Supplied entries =>
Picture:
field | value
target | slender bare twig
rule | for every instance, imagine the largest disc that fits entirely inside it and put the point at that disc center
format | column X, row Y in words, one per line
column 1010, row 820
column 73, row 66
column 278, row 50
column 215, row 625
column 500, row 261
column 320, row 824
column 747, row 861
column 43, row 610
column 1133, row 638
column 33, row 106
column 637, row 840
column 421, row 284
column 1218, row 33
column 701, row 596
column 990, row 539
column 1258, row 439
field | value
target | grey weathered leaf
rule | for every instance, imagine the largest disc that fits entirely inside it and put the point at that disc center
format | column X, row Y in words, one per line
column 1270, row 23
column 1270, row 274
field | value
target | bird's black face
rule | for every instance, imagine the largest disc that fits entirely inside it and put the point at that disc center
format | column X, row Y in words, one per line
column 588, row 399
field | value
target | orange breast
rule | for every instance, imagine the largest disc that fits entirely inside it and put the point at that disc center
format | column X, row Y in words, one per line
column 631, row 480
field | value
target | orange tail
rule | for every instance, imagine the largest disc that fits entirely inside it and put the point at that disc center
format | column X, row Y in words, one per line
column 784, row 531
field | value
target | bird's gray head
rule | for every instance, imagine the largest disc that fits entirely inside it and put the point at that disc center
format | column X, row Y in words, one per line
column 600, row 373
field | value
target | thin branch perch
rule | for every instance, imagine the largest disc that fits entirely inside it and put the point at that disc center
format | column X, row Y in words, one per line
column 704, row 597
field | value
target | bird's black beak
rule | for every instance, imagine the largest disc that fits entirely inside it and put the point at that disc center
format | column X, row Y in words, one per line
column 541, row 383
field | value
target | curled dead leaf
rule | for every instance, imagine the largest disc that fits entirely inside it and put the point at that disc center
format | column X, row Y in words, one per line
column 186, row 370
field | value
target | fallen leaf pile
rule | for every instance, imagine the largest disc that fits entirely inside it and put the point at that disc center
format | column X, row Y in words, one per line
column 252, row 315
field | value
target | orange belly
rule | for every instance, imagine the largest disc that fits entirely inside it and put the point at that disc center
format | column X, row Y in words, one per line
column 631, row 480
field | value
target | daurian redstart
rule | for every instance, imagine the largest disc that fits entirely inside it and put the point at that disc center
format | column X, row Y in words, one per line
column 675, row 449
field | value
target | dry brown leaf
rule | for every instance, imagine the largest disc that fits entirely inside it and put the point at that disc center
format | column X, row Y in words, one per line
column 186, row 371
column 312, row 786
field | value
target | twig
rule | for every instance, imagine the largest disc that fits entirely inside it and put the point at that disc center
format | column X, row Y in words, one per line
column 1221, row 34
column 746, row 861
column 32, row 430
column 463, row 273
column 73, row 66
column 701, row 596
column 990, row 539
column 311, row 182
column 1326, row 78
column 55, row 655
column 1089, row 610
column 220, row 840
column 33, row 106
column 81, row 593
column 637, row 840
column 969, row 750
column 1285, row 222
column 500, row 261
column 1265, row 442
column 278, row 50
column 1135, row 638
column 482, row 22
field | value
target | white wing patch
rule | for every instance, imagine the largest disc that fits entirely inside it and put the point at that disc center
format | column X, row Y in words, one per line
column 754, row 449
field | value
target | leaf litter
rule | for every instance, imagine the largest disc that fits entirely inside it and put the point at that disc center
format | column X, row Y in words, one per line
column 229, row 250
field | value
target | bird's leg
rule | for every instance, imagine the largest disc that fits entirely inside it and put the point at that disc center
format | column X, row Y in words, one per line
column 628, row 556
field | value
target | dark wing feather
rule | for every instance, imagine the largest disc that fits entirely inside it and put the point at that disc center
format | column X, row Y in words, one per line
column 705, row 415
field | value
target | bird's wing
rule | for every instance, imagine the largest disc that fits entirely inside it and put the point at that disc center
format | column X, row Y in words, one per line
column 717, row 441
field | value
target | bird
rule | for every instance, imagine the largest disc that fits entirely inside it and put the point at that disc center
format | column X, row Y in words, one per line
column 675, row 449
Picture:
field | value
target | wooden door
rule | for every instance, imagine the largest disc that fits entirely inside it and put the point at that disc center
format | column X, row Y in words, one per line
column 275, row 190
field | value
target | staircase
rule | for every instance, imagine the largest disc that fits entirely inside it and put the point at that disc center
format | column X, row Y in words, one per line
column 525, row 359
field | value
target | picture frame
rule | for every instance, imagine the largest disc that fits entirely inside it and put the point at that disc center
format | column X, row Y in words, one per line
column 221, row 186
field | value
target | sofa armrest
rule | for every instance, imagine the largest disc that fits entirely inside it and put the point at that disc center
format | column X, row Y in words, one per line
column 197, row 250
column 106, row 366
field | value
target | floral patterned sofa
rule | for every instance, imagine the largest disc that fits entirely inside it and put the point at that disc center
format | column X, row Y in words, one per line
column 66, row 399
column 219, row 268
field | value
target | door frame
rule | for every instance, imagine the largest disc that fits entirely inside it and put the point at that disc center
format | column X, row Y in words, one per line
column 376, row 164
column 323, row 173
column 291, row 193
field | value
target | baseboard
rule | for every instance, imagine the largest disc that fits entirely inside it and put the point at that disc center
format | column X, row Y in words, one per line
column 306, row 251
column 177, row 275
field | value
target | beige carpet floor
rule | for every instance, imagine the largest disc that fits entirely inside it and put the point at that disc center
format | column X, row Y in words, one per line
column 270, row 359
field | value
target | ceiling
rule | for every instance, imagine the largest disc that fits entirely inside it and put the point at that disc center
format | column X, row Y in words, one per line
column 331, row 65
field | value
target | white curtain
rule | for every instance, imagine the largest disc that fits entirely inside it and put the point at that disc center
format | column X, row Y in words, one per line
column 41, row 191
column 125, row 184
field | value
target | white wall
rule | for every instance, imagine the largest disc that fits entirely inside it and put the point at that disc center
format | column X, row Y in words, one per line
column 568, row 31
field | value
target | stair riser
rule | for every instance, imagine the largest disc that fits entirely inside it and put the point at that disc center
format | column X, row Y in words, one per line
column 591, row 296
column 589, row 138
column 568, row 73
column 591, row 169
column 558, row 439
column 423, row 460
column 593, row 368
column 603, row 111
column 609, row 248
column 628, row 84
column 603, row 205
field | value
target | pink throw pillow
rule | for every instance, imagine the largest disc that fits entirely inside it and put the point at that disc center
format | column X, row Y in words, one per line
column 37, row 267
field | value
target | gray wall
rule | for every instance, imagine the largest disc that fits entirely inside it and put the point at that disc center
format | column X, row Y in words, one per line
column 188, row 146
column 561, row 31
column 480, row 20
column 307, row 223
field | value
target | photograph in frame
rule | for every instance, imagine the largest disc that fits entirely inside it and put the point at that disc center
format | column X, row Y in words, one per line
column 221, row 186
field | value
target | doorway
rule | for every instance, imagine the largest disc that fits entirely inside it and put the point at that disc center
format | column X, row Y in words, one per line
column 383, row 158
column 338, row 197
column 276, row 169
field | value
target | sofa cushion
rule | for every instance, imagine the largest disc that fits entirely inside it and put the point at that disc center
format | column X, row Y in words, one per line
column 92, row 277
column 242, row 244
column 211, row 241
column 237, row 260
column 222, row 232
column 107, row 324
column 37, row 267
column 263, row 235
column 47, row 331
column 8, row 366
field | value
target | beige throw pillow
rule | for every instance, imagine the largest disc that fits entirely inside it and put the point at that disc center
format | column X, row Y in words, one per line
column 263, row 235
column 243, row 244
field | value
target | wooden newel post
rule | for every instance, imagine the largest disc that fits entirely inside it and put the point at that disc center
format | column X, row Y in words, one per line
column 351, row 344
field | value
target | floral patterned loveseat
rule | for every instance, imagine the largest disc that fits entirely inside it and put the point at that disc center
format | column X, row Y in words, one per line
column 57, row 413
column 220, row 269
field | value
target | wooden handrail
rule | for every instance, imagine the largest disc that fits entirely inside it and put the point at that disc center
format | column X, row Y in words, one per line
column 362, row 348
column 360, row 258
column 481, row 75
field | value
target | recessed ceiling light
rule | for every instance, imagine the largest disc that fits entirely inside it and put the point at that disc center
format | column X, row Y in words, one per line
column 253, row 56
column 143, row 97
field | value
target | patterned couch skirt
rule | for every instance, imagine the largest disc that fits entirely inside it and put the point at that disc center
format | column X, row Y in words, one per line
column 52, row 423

Description of the task => Rewrite the stretch of records from the start through the line containing "column 1270, row 274", putting "circle" in place of "disc" and changing nothing else.

Response to this task =>
Picture:
field | value
target | slender bare twig
rule | for every instance, imagine the largest circle that fits entirely inside it and put the point at that circle center
format | column X, row Y in words, one per line
column 1010, row 820
column 73, row 66
column 278, row 50
column 215, row 625
column 500, row 261
column 320, row 824
column 747, row 861
column 43, row 610
column 1133, row 638
column 33, row 106
column 637, row 840
column 421, row 284
column 1218, row 33
column 701, row 596
column 990, row 539
column 1258, row 439
field | value
target | grey weathered leaf
rule | for every instance, imagine the largest circle that fits entirely inside it and put the point at that circle center
format | column X, row Y in words, one per line
column 1270, row 23
column 1270, row 274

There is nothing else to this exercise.